Comment cette justification a-t-elle été reçue? On a demandé à Stéfane Campbell, issu de la scène punk québécoise, gérant d’artistes et responsable de la découverte de nouveaux artistes pour le label Étiquette, et membre actif de la communauté LGBTQ+.

« Par-delà le faux débat du punk/pas punk – dont je me fous éperdument, pour être honnête – un individu quel qu’il soit, et dont les propos et/ou paroles portent atteinte à une communauté X, et qui se réclame de la liberté d’expression pour légitimer le tout, en 2019, à la lumière du flot de conversations de parts et d’autres concernant les communautés « marginalisées » (LGBTQ+, racisées, religieuses, culturelles, etc.), c’est non seulement épouvantablement irresponsable et juvénile, c’est carrément insultant. Et en tant que fier individu cis très impliqué dans ma communauté LGBTQ+ et ayant grandi dans les sphères punks depuis ma tendre adolescence, EN RIEN cet homme ne me représente ou m’intéresse », dit-il catégoriquement.

Guillaume « Wood » Nadeau s’est aussi réjoui de la décision d’Evenko. « La libarté [sic] d’expression ne s’applique pas quand on propage de la haine envers des groupes minoritaires », dit-il.

Et ça recommence

Quelques mois après cet épisode, le nom d’Anti-Nowhere League est apparu de nouveau dans la programmation d’un festival québécois. Cette fois, c’est le Montebello Rock qui les présente, aux côtés de MXPX, Venom, Black Flag, Cro-Mags, notamment, mais aussi des groupes québécois The Sainte Catherines et les Vulgaires Machins, qui vont y effectuer leur retour sur scène.

********

**Exercice court A:** Affichez sans aucune modification le passage du texte de la page qui va de « Comment cette justification » à « la communauté LGBTQ+. ».

(Entrées d'étiquetage de contours)
********

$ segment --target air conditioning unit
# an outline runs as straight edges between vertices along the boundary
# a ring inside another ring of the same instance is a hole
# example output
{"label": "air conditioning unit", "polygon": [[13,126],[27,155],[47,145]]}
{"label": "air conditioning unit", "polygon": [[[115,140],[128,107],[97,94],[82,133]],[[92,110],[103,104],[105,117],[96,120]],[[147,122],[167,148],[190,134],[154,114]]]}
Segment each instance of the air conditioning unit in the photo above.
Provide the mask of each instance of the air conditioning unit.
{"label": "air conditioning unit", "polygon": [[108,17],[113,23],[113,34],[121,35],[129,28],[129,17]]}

********

**Exercice court B:** Transformez toutes les lignes des entrées d'étiquetage de contours en un tableau Markdown à deux colonnes, « Numéro » et « Contenu », en laissant de côté les lignes vides.

**Résultat final A:**
Comment cette justification a-t-elle été reçue? On a demandé à Stéfane Campbell, issu de la scène punk québécoise, gérant d’artistes et responsable de la découverte de nouveaux artistes pour le label Étiquette, et membre actif de la communauté LGBTQ+.

**Résultat final B:**
| Numéro | Contenu |
|---|---|
| 1 | $ segment --target air conditioning unit |
| 2 | # an outline runs as straight edges between vertices along the boundary |
| 3 | # a ring inside another ring of the same instance is a hole |
| 4 | # example output |
| 5 | {"label": "air conditioning unit", "polygon": [[13,126],[27,155],[47,145]]} |
| 6 | {"label": "air conditioning unit", "polygon": [[[115,140],[128,107],[97,94],[82,133]],[[92,110],[103,104],[105,117],[96,120]],[[147,122],[167,148],[190,134],[154,114]]]} |
| 7 | Segment each instance of the air conditioning unit in the photo above. |
| 8 | Provide the mask of each instance of the air conditioning unit. |
| 9 | {"label": "air conditioning unit", "polygon": [[108,17],[113,23],[113,34],[121,35],[129,28],[129,17]]} |